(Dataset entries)
═══

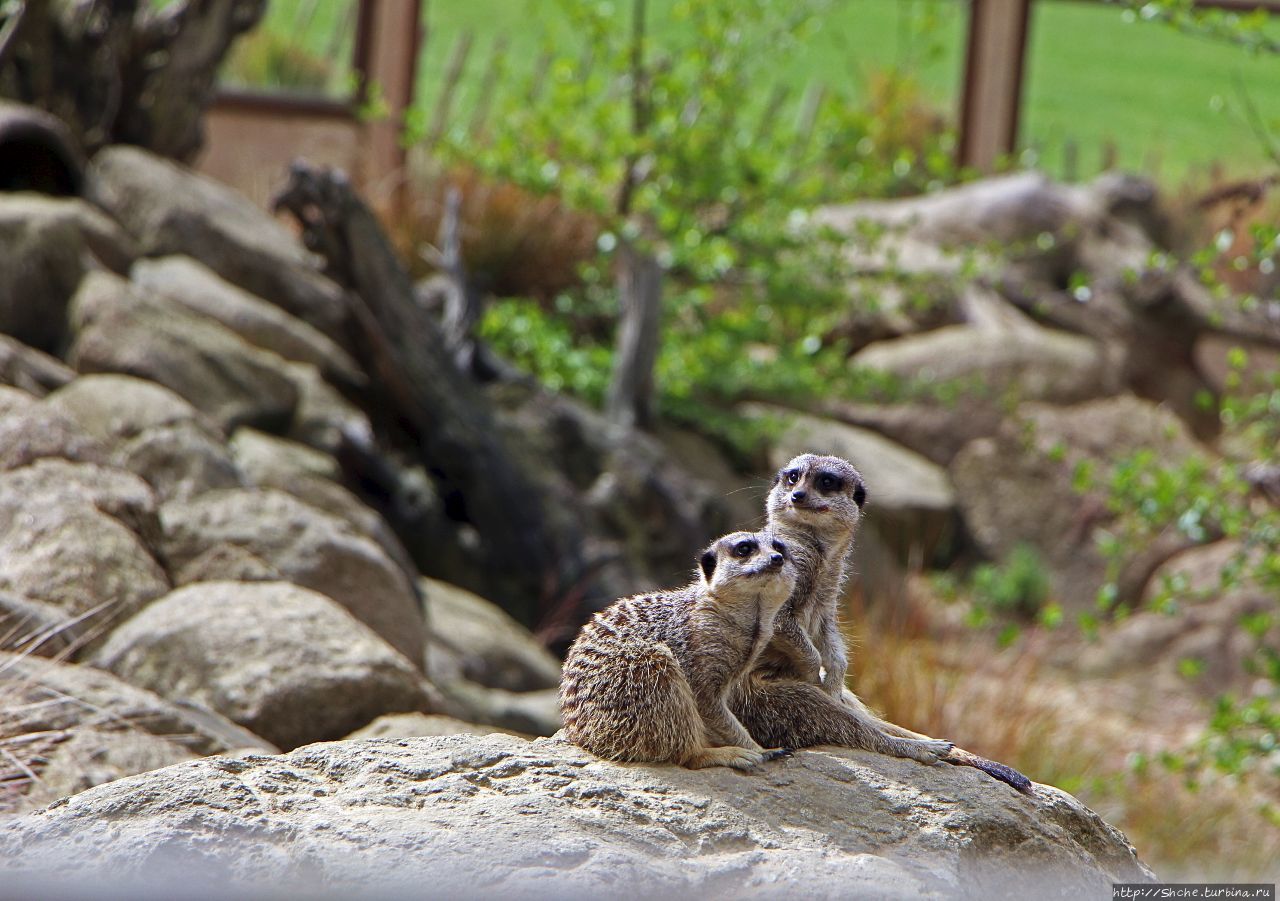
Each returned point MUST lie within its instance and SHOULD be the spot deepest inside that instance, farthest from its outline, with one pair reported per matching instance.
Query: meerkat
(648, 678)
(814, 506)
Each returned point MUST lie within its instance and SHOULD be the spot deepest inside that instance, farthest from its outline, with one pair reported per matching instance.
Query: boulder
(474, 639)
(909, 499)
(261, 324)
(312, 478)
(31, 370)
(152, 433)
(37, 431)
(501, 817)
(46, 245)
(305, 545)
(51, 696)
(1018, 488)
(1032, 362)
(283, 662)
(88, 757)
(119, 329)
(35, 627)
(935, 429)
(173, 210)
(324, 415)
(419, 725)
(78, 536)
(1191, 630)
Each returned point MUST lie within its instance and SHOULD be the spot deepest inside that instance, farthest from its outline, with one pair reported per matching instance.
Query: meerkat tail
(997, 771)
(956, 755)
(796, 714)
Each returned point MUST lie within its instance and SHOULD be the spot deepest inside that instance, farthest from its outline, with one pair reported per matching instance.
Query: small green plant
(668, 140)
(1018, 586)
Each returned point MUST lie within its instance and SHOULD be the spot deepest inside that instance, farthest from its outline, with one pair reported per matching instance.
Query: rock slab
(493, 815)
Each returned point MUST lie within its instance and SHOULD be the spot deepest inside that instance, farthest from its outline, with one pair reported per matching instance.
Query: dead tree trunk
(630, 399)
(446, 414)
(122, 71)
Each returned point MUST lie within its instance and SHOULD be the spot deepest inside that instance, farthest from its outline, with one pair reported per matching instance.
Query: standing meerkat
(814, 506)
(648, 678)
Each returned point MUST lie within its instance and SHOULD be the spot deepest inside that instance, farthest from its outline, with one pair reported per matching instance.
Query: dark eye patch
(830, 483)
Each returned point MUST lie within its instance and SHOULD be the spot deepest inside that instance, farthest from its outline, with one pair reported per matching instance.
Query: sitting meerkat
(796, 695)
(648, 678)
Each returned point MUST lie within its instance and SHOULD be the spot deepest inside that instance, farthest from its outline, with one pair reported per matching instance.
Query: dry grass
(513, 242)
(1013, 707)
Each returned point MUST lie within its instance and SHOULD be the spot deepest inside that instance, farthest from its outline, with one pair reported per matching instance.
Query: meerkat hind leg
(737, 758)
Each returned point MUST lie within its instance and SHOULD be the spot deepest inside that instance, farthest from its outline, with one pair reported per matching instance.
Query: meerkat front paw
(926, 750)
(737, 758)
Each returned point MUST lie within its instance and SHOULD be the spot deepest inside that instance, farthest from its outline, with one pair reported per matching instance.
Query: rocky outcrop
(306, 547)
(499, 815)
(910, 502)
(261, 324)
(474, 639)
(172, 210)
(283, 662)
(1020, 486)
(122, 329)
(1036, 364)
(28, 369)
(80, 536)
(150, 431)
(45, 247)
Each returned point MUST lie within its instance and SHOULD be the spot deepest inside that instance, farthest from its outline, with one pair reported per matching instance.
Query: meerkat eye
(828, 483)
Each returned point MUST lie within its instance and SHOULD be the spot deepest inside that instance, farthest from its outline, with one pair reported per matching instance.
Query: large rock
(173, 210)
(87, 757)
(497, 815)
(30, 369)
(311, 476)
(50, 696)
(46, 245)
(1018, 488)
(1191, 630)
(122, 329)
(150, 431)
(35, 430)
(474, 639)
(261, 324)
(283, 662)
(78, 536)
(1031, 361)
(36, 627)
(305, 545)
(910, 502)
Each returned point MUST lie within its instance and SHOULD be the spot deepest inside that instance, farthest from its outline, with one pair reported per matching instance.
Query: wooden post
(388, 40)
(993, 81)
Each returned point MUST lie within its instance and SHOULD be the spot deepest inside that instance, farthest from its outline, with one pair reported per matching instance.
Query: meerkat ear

═══

What you should do => Find every line in the items above that contains the string "meerkat" and copy each one.

Result for this exercise =>
Query: meerkat
Query: meerkat tail
Query: standing meerkat
Query: sitting meerkat
Query: meerkat hind leg
Query: meerkat front paw
Query: meerkat eye
Query: meerkat ear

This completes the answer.